● **TEXT SHOWN**

● ● ● ● ● ● ●

When Jane’s elderly aunt Margaret Pablo and cousin Victoria Weirick passed away, they both left her their collection of artifacts, which she received in 1958. She wanted to preserve the traditions, culture, and language that were slowly slipping away as elders died and many left the reservations to seek jobs, so in 1964 she brought together a group of Native and non-Native friends she had known for years and set out to found the first non-profit Indian museum on a California reservation. Among these friends were Lowell Bean and Katherine Siva Saubel.
Jane asked Katherine to be the Museum Board President because of her knowledge of the Cahuilla culture and language, and Jane herself assumed the role of director and treasurer. Their vision for the museum expanded to include all of Southern California’s Native American tribes, not just their own Cahuilla people. Both Katherine’s husband Mariano and Jane’s husband Elmer helped to form the museum with their hearts, hands, and minds. Mariano would begin building fences and ramadas by himself and soon the community showed up one by one and began to help. Katherine had the better car so she began driving Jane, spending many hours together in the car discussing their ideas. Jane and Katherine’s partnership enabled the dream of a museum and cultural center to become a reality.

● ● ● ● ● ● ●

● **DATA RECORDS**
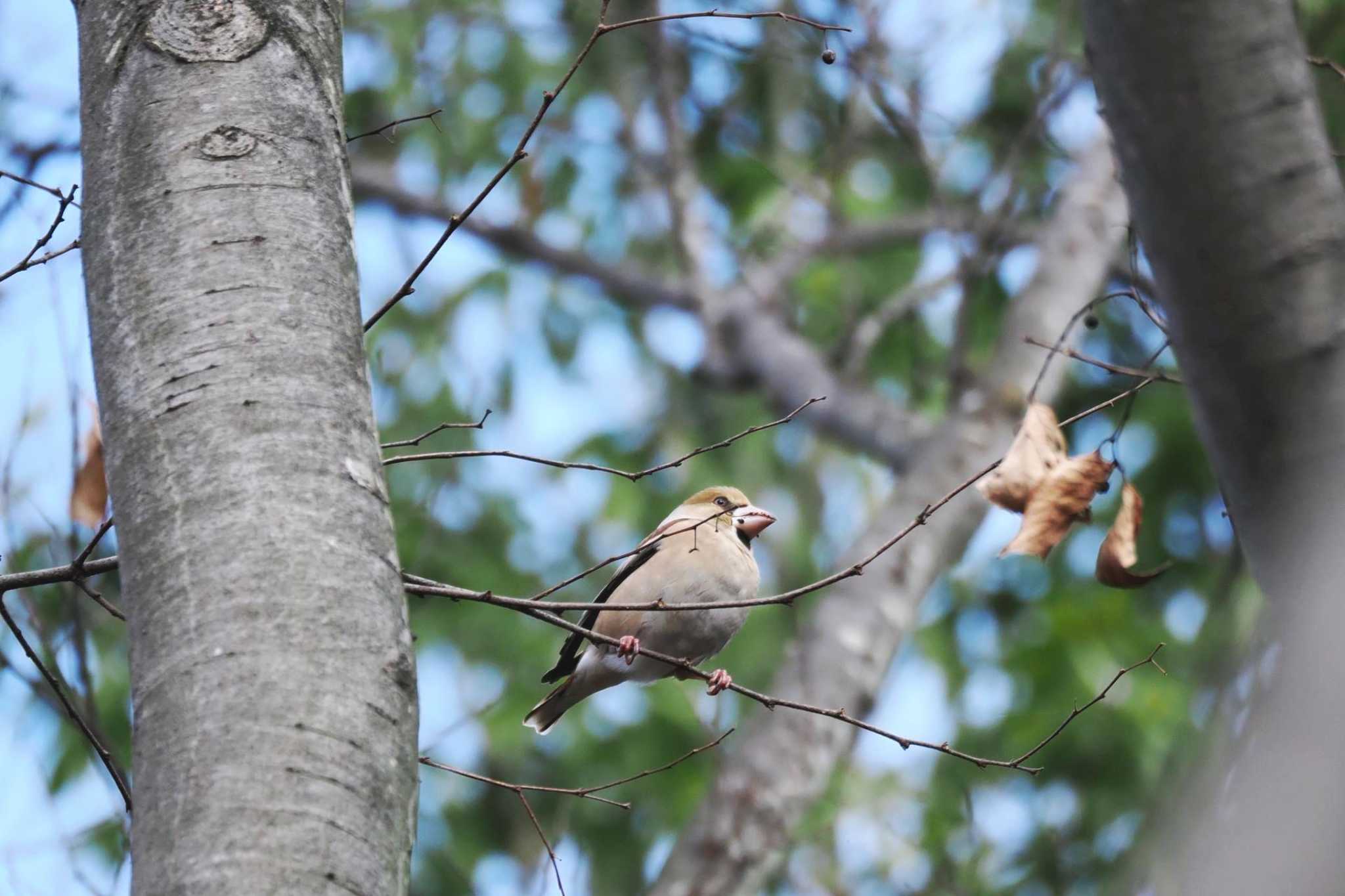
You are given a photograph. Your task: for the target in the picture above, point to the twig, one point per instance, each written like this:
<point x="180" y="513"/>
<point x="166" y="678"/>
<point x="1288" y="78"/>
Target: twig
<point x="420" y="438"/>
<point x="1078" y="711"/>
<point x="34" y="578"/>
<point x="1057" y="349"/>
<point x="1158" y="377"/>
<point x="400" y="121"/>
<point x="428" y="587"/>
<point x="584" y="793"/>
<point x="84" y="555"/>
<point x="42" y="259"/>
<point x="109" y="763"/>
<point x="46" y="238"/>
<point x="37" y="186"/>
<point x="1110" y="402"/>
<point x="688" y="670"/>
<point x="599" y="468"/>
<point x="544" y="789"/>
<point x="548" y="98"/>
<point x="537" y="826"/>
<point x="643" y="545"/>
<point x="97" y="598"/>
<point x="1327" y="64"/>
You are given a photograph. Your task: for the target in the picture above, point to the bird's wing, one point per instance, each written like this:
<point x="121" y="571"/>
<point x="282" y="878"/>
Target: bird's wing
<point x="571" y="649"/>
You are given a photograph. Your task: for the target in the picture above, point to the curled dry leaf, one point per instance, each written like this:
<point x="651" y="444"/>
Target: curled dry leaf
<point x="89" y="498"/>
<point x="1118" y="550"/>
<point x="1038" y="449"/>
<point x="1057" y="501"/>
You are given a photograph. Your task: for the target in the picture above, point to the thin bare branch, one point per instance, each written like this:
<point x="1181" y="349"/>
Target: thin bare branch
<point x="420" y="438"/>
<point x="716" y="14"/>
<point x="427" y="587"/>
<point x="1323" y="62"/>
<point x="34" y="578"/>
<point x="391" y="125"/>
<point x="1070" y="326"/>
<point x="548" y="98"/>
<point x="579" y="465"/>
<point x="537" y="826"/>
<point x="688" y="670"/>
<point x="93" y="543"/>
<point x="1102" y="695"/>
<point x="585" y="793"/>
<point x="1158" y="377"/>
<point x="37" y="186"/>
<point x="97" y="598"/>
<point x="29" y="261"/>
<point x="109" y="763"/>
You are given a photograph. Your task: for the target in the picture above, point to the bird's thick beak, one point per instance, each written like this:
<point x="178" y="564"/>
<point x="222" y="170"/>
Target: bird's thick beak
<point x="752" y="521"/>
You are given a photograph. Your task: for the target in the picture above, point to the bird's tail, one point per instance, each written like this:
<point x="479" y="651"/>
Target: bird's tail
<point x="553" y="706"/>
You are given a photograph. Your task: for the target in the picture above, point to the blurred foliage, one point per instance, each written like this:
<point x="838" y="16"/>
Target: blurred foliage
<point x="783" y="144"/>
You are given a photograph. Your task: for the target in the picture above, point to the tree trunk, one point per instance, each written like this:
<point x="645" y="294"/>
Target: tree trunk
<point x="272" y="672"/>
<point x="1241" y="209"/>
<point x="783" y="762"/>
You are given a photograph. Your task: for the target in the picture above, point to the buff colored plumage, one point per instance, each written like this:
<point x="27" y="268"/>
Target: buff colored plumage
<point x="712" y="562"/>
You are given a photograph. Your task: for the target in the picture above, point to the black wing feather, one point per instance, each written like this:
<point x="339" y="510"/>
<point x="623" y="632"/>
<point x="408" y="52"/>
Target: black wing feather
<point x="571" y="649"/>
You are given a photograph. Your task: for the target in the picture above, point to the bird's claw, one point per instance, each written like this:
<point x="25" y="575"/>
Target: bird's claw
<point x="718" y="680"/>
<point x="627" y="648"/>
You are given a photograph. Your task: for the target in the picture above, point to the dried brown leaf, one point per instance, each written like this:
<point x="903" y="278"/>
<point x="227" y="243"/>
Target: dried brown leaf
<point x="1038" y="449"/>
<point x="1118" y="550"/>
<point x="89" y="498"/>
<point x="1060" y="500"/>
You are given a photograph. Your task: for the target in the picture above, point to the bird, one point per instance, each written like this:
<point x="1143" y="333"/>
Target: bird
<point x="699" y="553"/>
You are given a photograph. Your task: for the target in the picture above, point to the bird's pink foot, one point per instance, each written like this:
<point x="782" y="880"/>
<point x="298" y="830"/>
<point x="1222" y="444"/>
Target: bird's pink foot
<point x="718" y="681"/>
<point x="627" y="648"/>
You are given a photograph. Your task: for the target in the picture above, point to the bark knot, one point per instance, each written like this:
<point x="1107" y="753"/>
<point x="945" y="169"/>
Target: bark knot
<point x="208" y="30"/>
<point x="228" y="141"/>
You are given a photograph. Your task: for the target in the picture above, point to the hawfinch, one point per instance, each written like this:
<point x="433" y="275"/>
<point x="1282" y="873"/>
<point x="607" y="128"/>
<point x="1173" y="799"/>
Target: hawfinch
<point x="711" y="562"/>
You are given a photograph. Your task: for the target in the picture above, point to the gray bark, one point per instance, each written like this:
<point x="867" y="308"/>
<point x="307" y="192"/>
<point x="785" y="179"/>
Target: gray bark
<point x="1242" y="213"/>
<point x="272" y="671"/>
<point x="783" y="761"/>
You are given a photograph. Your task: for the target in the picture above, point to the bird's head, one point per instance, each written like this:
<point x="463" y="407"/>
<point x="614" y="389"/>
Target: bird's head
<point x="748" y="519"/>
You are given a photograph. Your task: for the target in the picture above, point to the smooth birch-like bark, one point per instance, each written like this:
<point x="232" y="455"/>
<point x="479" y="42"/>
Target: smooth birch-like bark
<point x="273" y="680"/>
<point x="1242" y="213"/>
<point x="783" y="761"/>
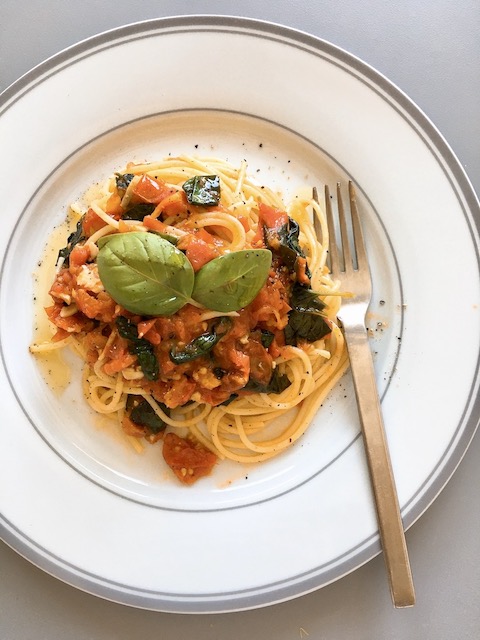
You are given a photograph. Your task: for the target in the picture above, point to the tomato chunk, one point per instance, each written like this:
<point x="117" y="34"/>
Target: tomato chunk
<point x="149" y="190"/>
<point x="188" y="459"/>
<point x="271" y="217"/>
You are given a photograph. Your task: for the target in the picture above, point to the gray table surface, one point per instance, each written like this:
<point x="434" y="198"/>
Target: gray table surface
<point x="431" y="50"/>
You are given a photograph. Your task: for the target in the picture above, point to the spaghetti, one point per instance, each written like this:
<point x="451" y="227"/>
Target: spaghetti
<point x="238" y="377"/>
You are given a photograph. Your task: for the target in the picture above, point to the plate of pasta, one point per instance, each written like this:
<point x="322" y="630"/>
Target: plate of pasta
<point x="180" y="429"/>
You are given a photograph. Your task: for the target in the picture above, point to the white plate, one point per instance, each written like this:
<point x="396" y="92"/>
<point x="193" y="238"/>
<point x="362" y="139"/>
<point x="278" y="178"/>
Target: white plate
<point x="78" y="503"/>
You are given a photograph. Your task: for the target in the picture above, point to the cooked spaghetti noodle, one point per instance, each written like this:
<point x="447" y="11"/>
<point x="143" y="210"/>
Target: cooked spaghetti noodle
<point x="273" y="361"/>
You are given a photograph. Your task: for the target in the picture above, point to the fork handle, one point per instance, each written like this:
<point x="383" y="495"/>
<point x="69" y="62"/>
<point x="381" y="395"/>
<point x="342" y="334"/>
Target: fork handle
<point x="390" y="523"/>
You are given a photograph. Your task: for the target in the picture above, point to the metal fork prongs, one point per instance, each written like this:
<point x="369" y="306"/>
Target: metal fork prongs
<point x="354" y="273"/>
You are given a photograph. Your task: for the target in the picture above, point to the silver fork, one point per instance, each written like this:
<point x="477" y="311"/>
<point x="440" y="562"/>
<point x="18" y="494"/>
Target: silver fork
<point x="355" y="278"/>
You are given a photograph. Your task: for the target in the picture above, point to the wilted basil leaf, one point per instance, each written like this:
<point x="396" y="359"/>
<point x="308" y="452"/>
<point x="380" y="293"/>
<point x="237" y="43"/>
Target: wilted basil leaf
<point x="278" y="383"/>
<point x="202" y="344"/>
<point x="73" y="239"/>
<point x="203" y="190"/>
<point x="305" y="321"/>
<point x="139" y="347"/>
<point x="143" y="414"/>
<point x="232" y="281"/>
<point x="122" y="181"/>
<point x="139" y="211"/>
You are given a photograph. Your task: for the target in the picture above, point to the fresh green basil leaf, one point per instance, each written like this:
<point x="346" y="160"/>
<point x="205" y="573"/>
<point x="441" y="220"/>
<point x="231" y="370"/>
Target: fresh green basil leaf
<point x="144" y="273"/>
<point x="143" y="414"/>
<point x="232" y="281"/>
<point x="203" y="190"/>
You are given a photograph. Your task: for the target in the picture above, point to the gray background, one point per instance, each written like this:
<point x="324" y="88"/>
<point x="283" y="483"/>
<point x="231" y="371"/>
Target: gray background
<point x="431" y="50"/>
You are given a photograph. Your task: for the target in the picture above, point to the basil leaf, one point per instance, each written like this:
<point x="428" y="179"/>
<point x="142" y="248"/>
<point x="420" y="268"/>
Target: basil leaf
<point x="284" y="242"/>
<point x="144" y="273"/>
<point x="304" y="299"/>
<point x="139" y="347"/>
<point x="122" y="182"/>
<point x="139" y="211"/>
<point x="232" y="281"/>
<point x="203" y="190"/>
<point x="278" y="383"/>
<point x="202" y="344"/>
<point x="305" y="321"/>
<point x="198" y="347"/>
<point x="143" y="414"/>
<point x="306" y="325"/>
<point x="266" y="338"/>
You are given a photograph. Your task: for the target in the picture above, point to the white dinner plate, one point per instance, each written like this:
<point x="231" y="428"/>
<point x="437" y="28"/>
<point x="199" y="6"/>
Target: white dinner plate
<point x="74" y="499"/>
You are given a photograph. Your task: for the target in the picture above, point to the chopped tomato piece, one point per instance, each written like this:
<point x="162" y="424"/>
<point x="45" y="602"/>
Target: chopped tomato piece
<point x="114" y="205"/>
<point x="197" y="250"/>
<point x="301" y="269"/>
<point x="91" y="223"/>
<point x="80" y="255"/>
<point x="188" y="459"/>
<point x="98" y="307"/>
<point x="154" y="224"/>
<point x="75" y="323"/>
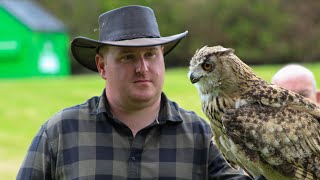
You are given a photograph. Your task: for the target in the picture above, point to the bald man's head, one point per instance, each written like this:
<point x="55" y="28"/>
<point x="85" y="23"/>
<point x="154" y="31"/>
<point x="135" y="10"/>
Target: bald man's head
<point x="299" y="79"/>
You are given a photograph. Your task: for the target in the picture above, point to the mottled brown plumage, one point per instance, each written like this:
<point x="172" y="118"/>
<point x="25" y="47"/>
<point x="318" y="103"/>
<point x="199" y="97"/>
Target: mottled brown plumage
<point x="265" y="129"/>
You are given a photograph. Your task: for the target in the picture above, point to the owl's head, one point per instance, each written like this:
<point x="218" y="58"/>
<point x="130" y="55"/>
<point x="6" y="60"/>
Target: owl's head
<point x="215" y="69"/>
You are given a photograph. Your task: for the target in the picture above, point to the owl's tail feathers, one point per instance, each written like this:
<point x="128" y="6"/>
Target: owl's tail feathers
<point x="301" y="173"/>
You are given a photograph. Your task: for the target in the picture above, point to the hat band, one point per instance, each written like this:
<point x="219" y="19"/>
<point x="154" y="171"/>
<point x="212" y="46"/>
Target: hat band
<point x="132" y="36"/>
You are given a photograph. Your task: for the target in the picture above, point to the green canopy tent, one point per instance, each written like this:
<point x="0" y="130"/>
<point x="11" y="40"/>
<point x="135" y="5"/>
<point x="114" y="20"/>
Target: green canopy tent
<point x="32" y="42"/>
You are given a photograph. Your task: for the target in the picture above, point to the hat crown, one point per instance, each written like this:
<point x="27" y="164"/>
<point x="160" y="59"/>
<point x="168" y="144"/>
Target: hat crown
<point x="129" y="22"/>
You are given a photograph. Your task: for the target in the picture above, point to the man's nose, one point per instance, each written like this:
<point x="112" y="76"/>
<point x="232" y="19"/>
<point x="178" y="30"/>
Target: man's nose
<point x="142" y="65"/>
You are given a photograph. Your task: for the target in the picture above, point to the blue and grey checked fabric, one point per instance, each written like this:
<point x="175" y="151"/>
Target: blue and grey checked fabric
<point x="87" y="142"/>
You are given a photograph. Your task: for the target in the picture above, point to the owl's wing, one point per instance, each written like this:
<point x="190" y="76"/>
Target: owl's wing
<point x="281" y="139"/>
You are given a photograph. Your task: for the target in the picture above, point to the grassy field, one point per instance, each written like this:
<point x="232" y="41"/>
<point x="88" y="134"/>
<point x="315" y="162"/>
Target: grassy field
<point x="28" y="103"/>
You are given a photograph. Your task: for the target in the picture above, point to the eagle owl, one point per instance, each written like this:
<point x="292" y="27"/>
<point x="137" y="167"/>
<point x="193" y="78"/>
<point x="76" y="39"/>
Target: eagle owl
<point x="265" y="129"/>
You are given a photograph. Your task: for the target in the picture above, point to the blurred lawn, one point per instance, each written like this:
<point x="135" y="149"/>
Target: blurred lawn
<point x="28" y="103"/>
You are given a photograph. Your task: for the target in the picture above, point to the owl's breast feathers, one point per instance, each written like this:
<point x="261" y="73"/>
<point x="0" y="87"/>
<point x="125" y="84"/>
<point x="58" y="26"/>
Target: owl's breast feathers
<point x="266" y="128"/>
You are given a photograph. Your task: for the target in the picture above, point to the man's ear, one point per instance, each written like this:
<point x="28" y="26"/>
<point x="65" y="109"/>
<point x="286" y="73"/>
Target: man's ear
<point x="100" y="65"/>
<point x="318" y="97"/>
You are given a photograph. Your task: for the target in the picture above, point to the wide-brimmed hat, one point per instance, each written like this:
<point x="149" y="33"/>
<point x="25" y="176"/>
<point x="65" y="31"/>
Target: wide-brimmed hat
<point x="129" y="26"/>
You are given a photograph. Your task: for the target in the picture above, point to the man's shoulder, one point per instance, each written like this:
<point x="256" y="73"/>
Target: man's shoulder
<point x="74" y="113"/>
<point x="188" y="116"/>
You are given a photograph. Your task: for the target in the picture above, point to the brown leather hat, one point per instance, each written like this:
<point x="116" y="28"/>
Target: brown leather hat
<point x="129" y="26"/>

● ● ● ● ● ● ●

● **TASK**
Translate this sentence from the museum passage into Spanish: "Jane and Katherine’s partnership enabled the dream of a museum and cultural center to become a reality." The listing is separate material with no connection to the museum passage.

● **WRITTEN REPLY**
La colaboración entre Jane y Katherine hizo posible que el sueño de un museo y centro cultural se hiciera realidad.